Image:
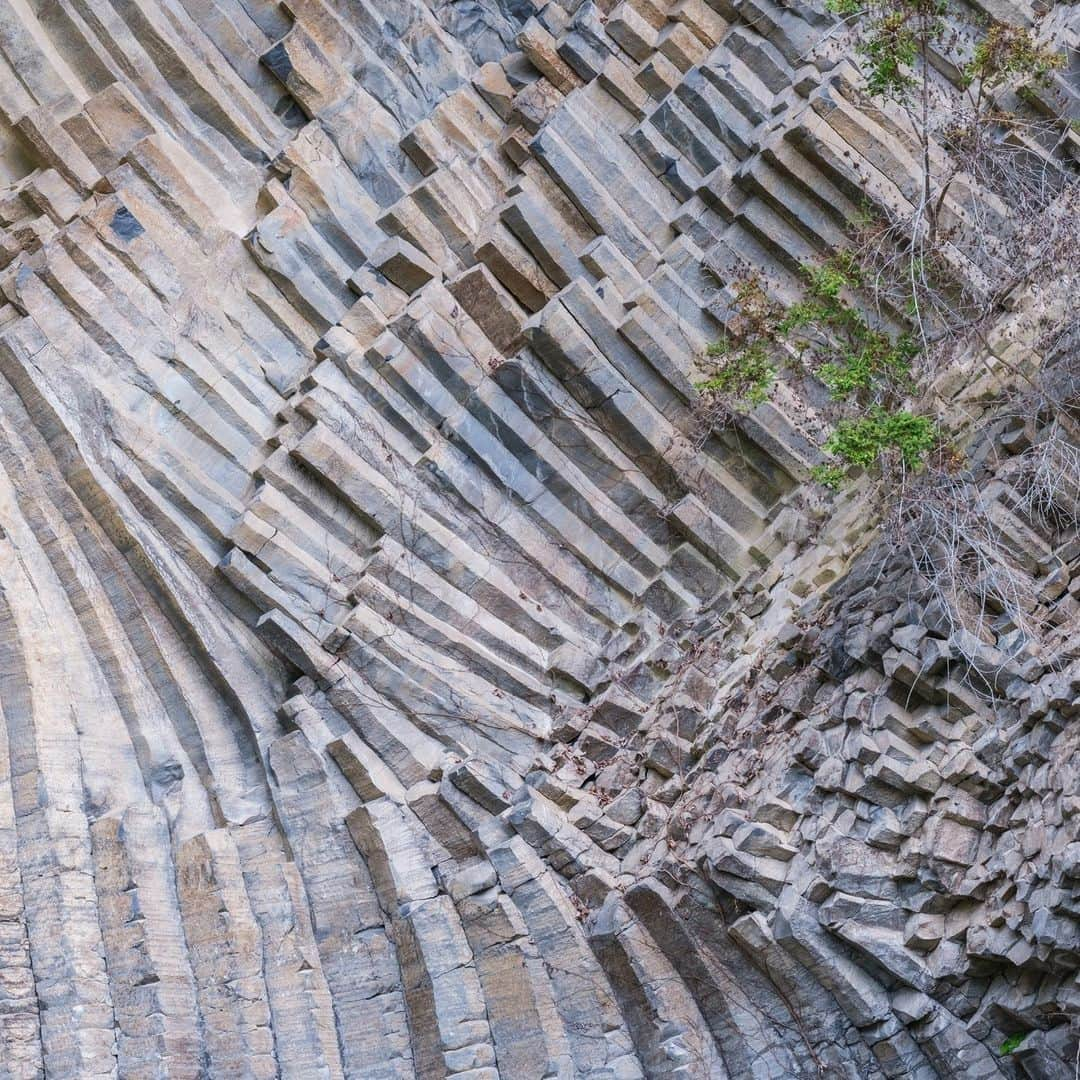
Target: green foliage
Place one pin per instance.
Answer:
(745, 366)
(866, 370)
(1013, 1042)
(1010, 52)
(744, 375)
(861, 442)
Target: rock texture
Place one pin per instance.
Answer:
(394, 679)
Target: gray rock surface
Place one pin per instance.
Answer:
(394, 682)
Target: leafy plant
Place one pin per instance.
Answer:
(866, 369)
(1013, 1042)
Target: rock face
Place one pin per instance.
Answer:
(394, 679)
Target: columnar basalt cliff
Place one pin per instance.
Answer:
(401, 674)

────

*Task statement*:
Render every line of the material above as a numbered list, skipping blank lines and leaving the picture out.

*Task result*:
1. Image:
2. Target: green foliage
3. Place one pin per instance.
4. Answer:
5. (745, 366)
6. (866, 370)
7. (1013, 1042)
8. (1010, 52)
9. (744, 375)
10. (861, 442)
11. Target: rock texture
12. Place one pin per instance.
13. Answer:
14. (394, 679)
15. Target: gray rock surface
16. Place one pin per instance.
17. Answer:
18. (394, 682)
19. Target: leafy plant
20. Place one pin per instance.
21. Answer:
22. (866, 369)
23. (1013, 1042)
24. Target: rock face
25. Place one pin per instance.
26. Answer:
27. (394, 679)
28. Target: columnar basalt cliff
29. Place one pin per instance.
30. Answer:
31. (401, 674)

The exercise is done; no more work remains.